§ YOUR OBJECTIVE
Please reproduce the listing below word for word, leaving out the pictures.

--- Begin DATA ROWS ---

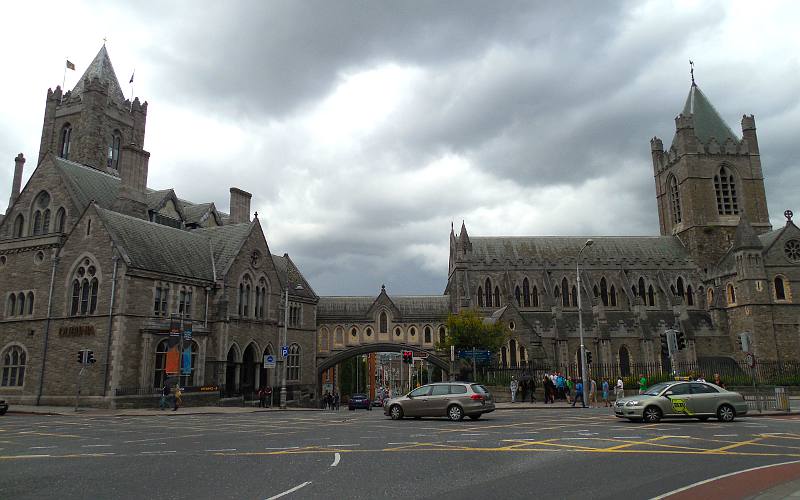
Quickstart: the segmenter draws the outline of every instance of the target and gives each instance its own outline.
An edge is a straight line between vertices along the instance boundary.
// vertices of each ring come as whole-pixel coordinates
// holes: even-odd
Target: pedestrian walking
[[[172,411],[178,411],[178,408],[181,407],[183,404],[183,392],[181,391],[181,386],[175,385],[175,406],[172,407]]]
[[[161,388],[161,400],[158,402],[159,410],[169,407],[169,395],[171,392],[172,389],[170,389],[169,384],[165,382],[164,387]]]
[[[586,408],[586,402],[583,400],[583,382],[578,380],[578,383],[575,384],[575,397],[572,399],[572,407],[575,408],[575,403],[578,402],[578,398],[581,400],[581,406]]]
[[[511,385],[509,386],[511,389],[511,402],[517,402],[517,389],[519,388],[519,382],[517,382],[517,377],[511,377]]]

--- End DATA ROWS ---

§ WORKED SOLUTION
Quickstart: the segmenter draws the outline of every instance of the target and gives each instance its own outline.
An edge is a straight line between vertices along the instance boundary.
// vertices of each ring come as whole-pixel coordinates
// holes: even-odd
Target: pedestrian walking
[[[172,411],[178,411],[178,408],[181,407],[183,404],[183,392],[181,391],[181,386],[175,385],[175,406],[172,407]]]
[[[161,388],[161,400],[158,402],[159,410],[169,407],[169,395],[171,392],[172,389],[170,389],[169,384],[165,382],[164,387]]]
[[[586,408],[586,402],[583,400],[583,382],[578,380],[578,383],[575,384],[575,397],[572,399],[572,407],[575,408],[575,403],[578,402],[578,398],[581,400],[581,406]]]
[[[511,385],[509,386],[511,389],[511,402],[517,402],[517,389],[519,388],[519,382],[517,382],[517,377],[511,377]]]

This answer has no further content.